| What is expected |
Convert every line of the listing below into a JSON list of strings with one string per line, skipping blank lines and leaving the pictures out.

Point placement records:
★ ★ ★ ★
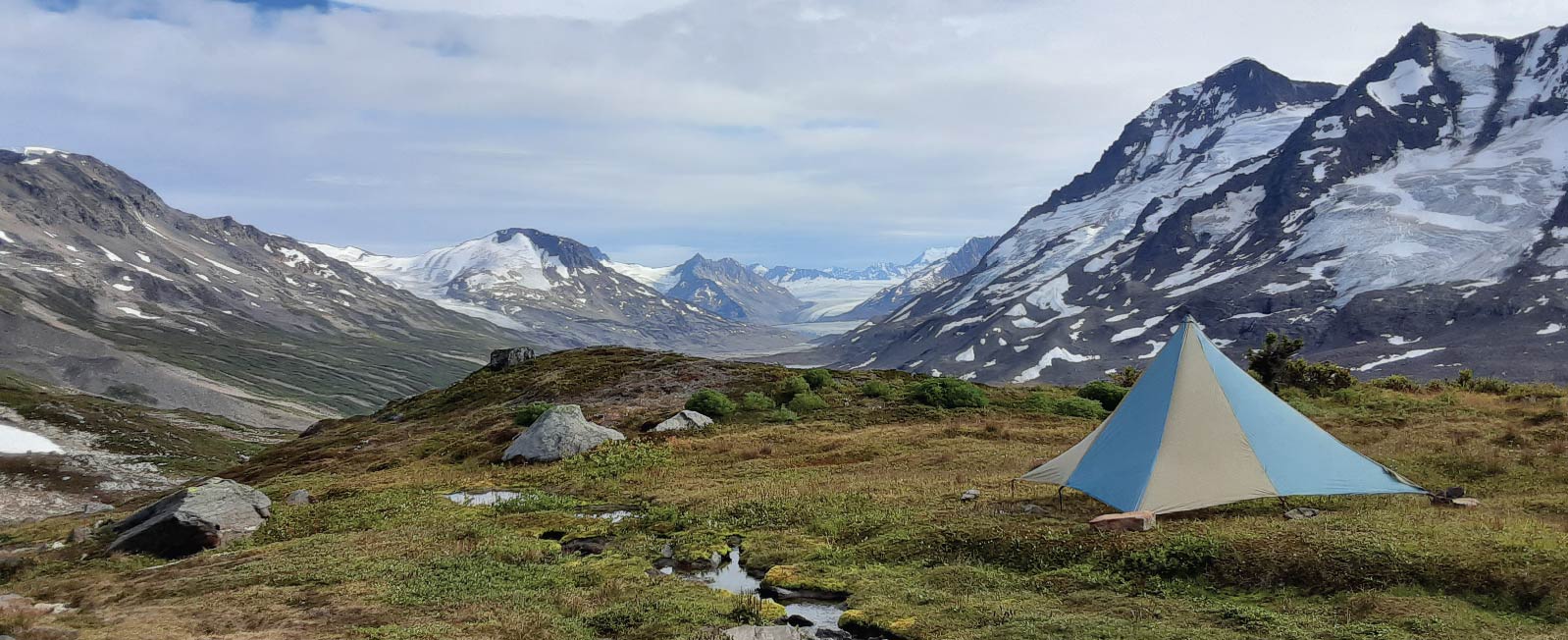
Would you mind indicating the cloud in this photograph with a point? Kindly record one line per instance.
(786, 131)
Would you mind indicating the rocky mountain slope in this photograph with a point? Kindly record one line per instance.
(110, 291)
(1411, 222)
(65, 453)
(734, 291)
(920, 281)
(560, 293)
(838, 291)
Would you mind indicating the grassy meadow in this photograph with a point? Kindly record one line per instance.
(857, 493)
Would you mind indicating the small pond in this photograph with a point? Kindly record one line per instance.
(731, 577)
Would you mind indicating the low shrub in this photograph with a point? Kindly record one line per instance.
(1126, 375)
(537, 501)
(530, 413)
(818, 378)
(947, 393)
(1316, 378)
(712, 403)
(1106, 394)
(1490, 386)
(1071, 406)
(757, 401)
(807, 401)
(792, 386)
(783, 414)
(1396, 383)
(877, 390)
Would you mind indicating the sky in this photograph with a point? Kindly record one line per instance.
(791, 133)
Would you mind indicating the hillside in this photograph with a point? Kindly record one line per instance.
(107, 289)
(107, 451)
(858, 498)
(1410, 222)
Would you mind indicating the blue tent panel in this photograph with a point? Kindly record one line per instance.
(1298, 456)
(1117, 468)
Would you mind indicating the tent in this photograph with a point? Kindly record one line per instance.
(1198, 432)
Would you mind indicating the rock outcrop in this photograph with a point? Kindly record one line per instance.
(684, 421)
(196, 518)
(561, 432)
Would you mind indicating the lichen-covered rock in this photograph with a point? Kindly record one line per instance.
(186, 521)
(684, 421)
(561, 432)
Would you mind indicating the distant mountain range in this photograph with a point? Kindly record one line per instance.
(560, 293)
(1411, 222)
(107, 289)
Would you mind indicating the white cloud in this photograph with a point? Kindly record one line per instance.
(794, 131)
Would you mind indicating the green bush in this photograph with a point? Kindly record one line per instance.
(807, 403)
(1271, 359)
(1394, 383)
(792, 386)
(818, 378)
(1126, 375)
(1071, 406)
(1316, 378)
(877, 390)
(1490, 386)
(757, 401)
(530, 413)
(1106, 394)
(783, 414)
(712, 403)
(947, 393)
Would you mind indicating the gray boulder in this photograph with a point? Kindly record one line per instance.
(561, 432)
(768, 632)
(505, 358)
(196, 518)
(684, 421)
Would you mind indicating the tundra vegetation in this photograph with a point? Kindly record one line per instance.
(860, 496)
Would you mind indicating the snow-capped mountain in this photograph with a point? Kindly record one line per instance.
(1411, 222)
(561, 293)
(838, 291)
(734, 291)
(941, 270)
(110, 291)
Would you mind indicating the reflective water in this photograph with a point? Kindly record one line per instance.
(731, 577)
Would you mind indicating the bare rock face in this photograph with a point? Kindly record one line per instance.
★ ★ ★ ★
| Expected answer |
[
  "Would you mind indicating the cloud in this photograph with a point? Kindly record one line per instance.",
  "(786, 131)",
  "Would you mind indicating the rocky mountain slope in this photograph with a point? Kindly record one line per instance.",
  "(110, 291)",
  "(1411, 222)",
  "(65, 453)",
  "(734, 291)",
  "(920, 281)",
  "(560, 293)",
  "(838, 291)",
  "Would you mind indicating the grassy meadow in this photograph with a point? Kindly record one line per instance.",
  "(857, 493)",
  "Would you mind indicating the small pond in this photograph with a point? Kindly record one line per instance.",
  "(731, 577)",
  "Would you mind indicating the low shrub in this photograph with a point? Kindly record one line per instance.",
  "(1126, 375)",
  "(537, 501)",
  "(530, 413)",
  "(818, 378)",
  "(947, 393)",
  "(1316, 378)",
  "(712, 403)",
  "(1106, 394)",
  "(1490, 386)",
  "(1071, 406)",
  "(757, 401)",
  "(807, 401)",
  "(792, 386)",
  "(783, 414)",
  "(1396, 383)",
  "(877, 390)",
  "Would you mind indicating the sky in this photograph with a point? Kindly record one line per instance.",
  "(791, 133)",
  "Would you mind indicating the hillside in this photograph with a point? Kindly record one line per instance.",
  "(107, 289)",
  "(107, 451)",
  "(858, 498)",
  "(1410, 222)",
  "Would you mind indicating the blue tent panel in this photograph with a point? Kindly record one line per instance.",
  "(1298, 456)",
  "(1117, 468)",
  "Would you mind indicating the tent in this photograph with a point? Kindly record one line per instance.",
  "(1198, 432)",
  "Would you mind indicating the rock outcrop in this photograph with a point? Kindly record one line per instance.",
  "(684, 421)",
  "(196, 518)",
  "(561, 432)",
  "Would you mind indicating the lichen-covered rock in this photograph with a point? Kindly record one line per instance.",
  "(186, 521)",
  "(684, 421)",
  "(561, 432)",
  "Would you mind indicating the distant mountain range in this photograph with a point? Kindly record one line per instance.",
  "(560, 293)",
  "(1411, 222)",
  "(107, 289)",
  "Would you mind indicating the white cloud in this photograph with a point? Kindly record one line per instance.",
  "(794, 131)",
  "Would you mind indicating the green bush in this photograph with a point? Kindly record one line per instance.",
  "(807, 403)",
  "(1271, 359)",
  "(1394, 383)",
  "(792, 386)",
  "(818, 378)",
  "(1126, 375)",
  "(1071, 406)",
  "(1316, 378)",
  "(877, 390)",
  "(1490, 386)",
  "(757, 401)",
  "(530, 413)",
  "(1106, 394)",
  "(783, 414)",
  "(712, 403)",
  "(947, 393)",
  "Would you mind indicating the gray boulder in this photograph with a point? Kindly record one line per instance.",
  "(561, 432)",
  "(768, 632)",
  "(505, 358)",
  "(196, 518)",
  "(684, 421)",
  "Would you mind indicating the tundra vegetation in this photograph with a point? Kindly record one line per instance.",
  "(860, 496)",
  "Would you mind indicating the snow-capped mountain in this photograph with a point? Kindly record one line per instance.",
  "(1411, 222)",
  "(561, 293)",
  "(838, 291)",
  "(734, 291)",
  "(941, 270)",
  "(110, 291)",
  "Would you mind indicating the reflective water in this photograph with a point? Kindly record one line per instance.",
  "(731, 577)",
  "Would you mind indicating the bare rock face in this photograph with a point? Kindly record one line per instance."
]